● **WHAT YOU WILL DO**: Can you rescale only the stretch of records from the very start through the one containing "186], [199, 162]]", reproducing the requests unchanged but multiplying each x and y coordinate in the answers by 0.9 and rounding to whole numbers, with halves rounded up?

___ DATA ENTRIES

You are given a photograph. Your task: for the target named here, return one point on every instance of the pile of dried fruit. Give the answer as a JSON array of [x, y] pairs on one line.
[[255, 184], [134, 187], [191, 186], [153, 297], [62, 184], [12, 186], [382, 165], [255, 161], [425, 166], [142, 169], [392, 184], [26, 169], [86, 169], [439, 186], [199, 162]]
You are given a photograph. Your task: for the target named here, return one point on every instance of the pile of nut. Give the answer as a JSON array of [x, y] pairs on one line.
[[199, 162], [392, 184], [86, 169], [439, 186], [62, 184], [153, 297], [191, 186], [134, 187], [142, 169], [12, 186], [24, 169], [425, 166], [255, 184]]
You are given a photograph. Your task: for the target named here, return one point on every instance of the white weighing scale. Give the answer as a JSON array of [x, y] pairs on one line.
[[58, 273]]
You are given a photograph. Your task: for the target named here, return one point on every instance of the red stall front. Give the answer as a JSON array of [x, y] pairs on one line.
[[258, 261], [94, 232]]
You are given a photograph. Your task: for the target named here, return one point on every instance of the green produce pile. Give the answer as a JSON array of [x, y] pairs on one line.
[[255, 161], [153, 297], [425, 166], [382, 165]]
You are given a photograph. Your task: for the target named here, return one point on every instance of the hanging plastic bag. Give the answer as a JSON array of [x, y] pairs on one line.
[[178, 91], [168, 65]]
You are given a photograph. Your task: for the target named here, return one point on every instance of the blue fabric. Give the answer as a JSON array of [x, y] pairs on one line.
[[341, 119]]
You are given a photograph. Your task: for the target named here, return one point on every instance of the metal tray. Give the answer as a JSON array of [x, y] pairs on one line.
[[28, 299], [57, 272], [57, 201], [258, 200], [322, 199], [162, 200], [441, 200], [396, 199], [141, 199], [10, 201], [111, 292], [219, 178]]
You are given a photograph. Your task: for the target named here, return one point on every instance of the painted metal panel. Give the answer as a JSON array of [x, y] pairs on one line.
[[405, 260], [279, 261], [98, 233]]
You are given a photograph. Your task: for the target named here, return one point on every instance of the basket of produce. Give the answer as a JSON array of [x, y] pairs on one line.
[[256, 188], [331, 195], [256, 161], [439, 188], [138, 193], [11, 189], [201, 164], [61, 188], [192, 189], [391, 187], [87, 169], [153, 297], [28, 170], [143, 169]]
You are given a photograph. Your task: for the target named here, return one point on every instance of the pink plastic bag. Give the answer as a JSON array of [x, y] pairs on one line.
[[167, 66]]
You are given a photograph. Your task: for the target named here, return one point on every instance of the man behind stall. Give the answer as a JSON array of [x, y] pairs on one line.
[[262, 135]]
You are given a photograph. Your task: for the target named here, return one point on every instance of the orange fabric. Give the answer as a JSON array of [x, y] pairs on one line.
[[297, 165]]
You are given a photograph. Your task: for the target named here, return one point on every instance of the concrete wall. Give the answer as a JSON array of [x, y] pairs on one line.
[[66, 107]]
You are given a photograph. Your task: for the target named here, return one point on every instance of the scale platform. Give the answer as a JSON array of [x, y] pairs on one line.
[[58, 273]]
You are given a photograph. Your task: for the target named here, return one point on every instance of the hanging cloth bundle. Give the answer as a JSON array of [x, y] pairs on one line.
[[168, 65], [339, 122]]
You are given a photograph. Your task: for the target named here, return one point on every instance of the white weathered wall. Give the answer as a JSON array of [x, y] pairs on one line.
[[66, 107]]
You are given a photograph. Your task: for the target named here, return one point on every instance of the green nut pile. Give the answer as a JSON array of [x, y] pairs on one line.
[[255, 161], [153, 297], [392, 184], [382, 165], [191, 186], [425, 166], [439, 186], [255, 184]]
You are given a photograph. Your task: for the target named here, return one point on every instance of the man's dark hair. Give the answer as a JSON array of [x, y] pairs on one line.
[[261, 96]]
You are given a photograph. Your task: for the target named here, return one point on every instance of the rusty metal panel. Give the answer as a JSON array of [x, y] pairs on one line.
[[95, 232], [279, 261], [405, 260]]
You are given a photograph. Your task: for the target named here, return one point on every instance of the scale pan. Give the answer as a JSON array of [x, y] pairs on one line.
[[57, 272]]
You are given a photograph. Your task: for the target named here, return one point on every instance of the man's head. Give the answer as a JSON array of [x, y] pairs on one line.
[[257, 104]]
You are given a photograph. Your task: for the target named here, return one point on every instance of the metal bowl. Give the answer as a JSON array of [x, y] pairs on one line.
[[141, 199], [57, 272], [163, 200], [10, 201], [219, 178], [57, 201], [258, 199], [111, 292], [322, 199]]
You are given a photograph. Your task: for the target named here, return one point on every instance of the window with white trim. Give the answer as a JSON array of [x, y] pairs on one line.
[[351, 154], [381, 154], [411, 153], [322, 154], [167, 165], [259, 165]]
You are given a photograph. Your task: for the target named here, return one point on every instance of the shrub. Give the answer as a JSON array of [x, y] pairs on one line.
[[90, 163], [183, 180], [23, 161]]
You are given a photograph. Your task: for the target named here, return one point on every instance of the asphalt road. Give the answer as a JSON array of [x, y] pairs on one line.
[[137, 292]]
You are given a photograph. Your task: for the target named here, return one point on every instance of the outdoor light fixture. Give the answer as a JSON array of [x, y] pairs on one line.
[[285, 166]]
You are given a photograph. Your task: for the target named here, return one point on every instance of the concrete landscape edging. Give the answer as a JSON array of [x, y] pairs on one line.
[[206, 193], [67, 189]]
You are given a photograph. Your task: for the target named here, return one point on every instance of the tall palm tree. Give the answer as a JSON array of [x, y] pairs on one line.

______

● **ANSWER TO THIS PROBLEM**:
You are given a photograph. Your task: for the target named here, return one point on every instance of the pile of dried fruit. Give the answer as a JSON array of [x, y] pairs on one line.
[[230, 166], [121, 168], [172, 167], [138, 267], [56, 166], [11, 167], [344, 149], [230, 145], [383, 149], [128, 152], [353, 166], [23, 152], [77, 152], [395, 167], [179, 146]]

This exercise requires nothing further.